— start —

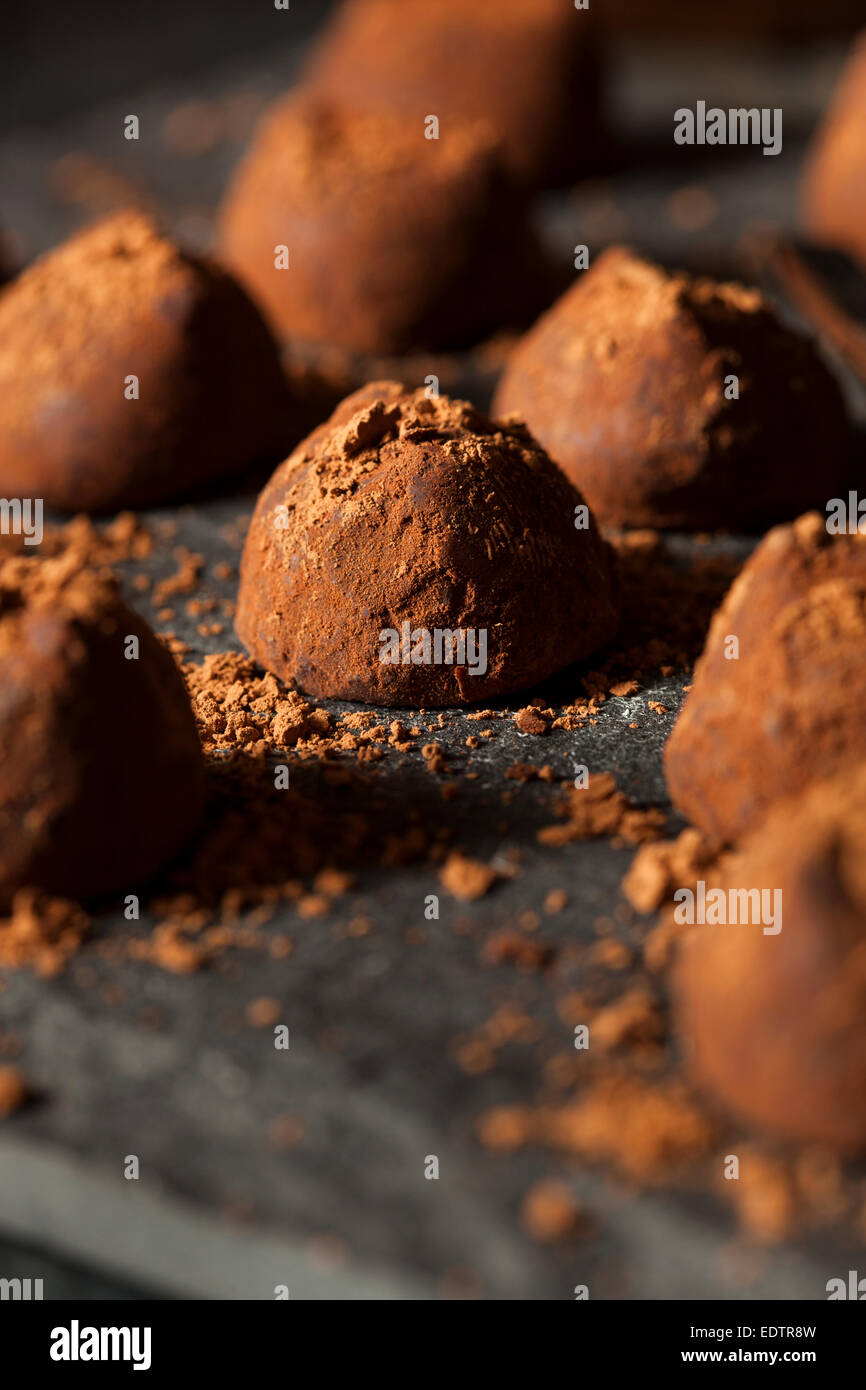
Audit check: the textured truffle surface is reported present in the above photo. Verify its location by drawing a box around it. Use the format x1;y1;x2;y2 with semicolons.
676;769;866;1150
802;31;866;264
0;557;204;901
0;213;292;512
300;0;602;185
236;382;617;706
221;95;555;353
493;247;851;530
664;513;866;841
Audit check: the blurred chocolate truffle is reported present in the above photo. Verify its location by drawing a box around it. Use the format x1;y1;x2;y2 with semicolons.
221;96;552;353
493;247;852;530
664;513;866;841
300;0;603;186
0;555;204;902
674;767;866;1151
236;382;617;706
802;32;866;264
0;213;292;512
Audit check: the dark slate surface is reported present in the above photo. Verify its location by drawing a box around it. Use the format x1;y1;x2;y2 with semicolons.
0;10;853;1298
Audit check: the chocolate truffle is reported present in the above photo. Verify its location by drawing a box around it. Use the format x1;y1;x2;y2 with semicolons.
0;556;204;902
664;513;866;841
493;247;851;530
674;767;866;1150
0;213;292;512
236;382;617;706
300;0;603;186
221;96;550;353
802;32;866;264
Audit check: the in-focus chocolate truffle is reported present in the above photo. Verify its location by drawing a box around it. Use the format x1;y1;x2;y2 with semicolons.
664;513;866;841
236;382;617;706
493;247;851;530
0;213;292;512
676;767;866;1150
802;31;866;264
221;96;552;353
300;0;603;186
0;556;204;902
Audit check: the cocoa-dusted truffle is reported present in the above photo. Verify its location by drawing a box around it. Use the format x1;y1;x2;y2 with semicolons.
602;0;863;43
0;213;292;512
300;0;603;186
493;247;851;530
221;95;550;353
236;382;617;706
802;31;866;264
676;767;866;1150
664;513;866;841
0;556;203;902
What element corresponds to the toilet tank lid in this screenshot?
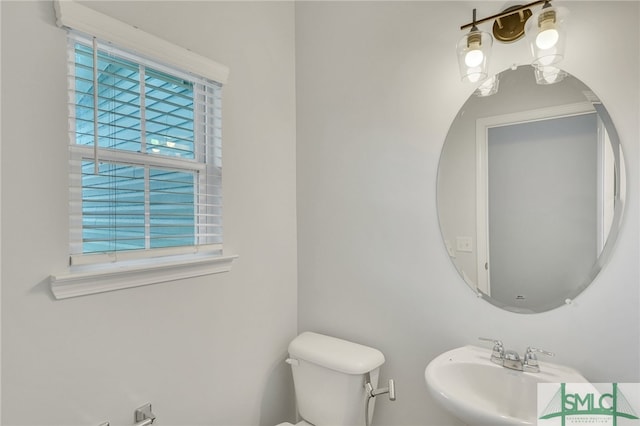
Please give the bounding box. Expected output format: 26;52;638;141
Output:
289;331;384;374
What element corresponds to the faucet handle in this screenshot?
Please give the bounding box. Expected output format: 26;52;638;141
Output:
478;337;504;364
522;346;555;373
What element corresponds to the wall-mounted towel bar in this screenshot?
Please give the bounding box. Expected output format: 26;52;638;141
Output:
98;403;156;426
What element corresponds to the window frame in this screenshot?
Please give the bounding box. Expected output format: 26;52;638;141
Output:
49;0;237;299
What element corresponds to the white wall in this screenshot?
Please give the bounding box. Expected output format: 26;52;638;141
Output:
1;1;297;426
296;1;640;426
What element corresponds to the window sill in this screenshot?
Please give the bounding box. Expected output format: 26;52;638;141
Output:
49;255;238;300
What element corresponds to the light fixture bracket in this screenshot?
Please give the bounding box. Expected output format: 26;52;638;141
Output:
460;0;551;43
493;6;533;43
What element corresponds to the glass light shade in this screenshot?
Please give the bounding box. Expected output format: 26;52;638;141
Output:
524;6;568;67
456;28;493;83
534;66;567;84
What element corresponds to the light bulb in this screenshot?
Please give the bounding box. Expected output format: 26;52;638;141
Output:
464;49;484;68
467;71;482;83
536;28;560;50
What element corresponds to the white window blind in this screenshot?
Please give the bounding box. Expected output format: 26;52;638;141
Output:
68;32;222;265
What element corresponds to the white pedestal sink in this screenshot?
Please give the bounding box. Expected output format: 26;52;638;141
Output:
425;346;587;426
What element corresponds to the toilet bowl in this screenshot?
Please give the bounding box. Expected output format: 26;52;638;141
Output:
277;332;385;426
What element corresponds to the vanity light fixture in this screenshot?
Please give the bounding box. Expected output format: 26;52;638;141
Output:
457;0;567;84
456;9;493;83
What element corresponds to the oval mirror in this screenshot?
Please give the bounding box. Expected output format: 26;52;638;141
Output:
437;65;625;313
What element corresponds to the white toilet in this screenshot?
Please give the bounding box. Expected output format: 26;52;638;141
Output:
277;332;384;426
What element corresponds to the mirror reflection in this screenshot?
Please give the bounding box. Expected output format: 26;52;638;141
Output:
437;65;625;313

— end —

**Problem to solve:** Reproduce the rows from the line containing "Audit check: the cocoa-dusted" through the line containing "289;331;384;374", swapping "cocoa-dusted" for "powdered" and keeping everything else unchanged. Leave the pictures out of the answer.

**Correct output:**
Audit check: the powdered truffle is reported present in the above photo. Verify its location by drawing a box around it. Use the format x1;y1;x2;y2 with semicolons.
602;0;863;43
0;213;292;512
300;0;603;186
493;247;851;530
221;95;550;353
236;382;617;706
802;31;866;264
676;767;866;1150
664;513;866;841
0;556;203;902
What element corresponds to the toilet tank lid in this screenshot?
Please give the bounding box. Expected output format: 26;52;638;141
Output:
289;331;384;374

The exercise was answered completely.